TASK INSTRUCTIONS:
Give only the number of lines in the records that contain the word "roof".

=== ENTRIES SHOWN ===

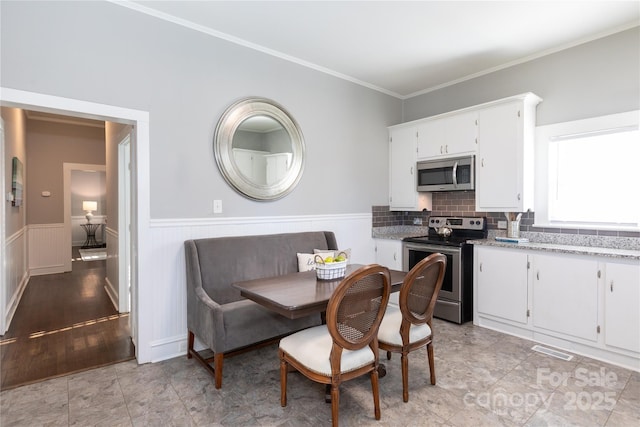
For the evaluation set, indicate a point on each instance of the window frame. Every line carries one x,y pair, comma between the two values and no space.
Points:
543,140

===
=== ENTRIES SHOWN ===

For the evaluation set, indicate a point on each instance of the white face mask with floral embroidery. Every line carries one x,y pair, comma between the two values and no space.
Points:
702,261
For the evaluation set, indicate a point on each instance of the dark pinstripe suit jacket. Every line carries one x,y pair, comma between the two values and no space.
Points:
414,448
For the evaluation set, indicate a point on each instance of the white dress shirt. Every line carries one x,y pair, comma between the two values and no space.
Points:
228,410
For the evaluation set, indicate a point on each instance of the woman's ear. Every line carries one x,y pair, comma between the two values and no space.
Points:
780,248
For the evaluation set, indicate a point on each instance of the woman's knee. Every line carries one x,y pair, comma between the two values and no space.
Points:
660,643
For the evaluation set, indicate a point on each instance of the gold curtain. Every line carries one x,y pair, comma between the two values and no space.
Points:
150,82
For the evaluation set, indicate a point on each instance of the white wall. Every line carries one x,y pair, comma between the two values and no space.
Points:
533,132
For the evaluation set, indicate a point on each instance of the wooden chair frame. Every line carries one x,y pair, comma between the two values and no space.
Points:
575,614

===
=== ENTRIES SHOWN ===

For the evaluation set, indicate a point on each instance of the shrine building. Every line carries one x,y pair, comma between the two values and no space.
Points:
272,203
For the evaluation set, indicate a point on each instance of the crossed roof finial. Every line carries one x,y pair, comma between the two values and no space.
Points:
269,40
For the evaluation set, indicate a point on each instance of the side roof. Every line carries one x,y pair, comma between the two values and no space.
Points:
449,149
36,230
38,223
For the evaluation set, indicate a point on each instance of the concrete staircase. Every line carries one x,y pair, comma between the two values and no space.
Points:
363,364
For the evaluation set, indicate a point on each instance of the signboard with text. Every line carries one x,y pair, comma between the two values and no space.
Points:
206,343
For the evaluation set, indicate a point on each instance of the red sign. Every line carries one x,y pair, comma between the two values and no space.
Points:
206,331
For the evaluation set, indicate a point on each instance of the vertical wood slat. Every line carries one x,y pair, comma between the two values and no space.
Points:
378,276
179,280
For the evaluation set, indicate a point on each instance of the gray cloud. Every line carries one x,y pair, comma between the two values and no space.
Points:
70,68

===

TASK SOLUTION:
2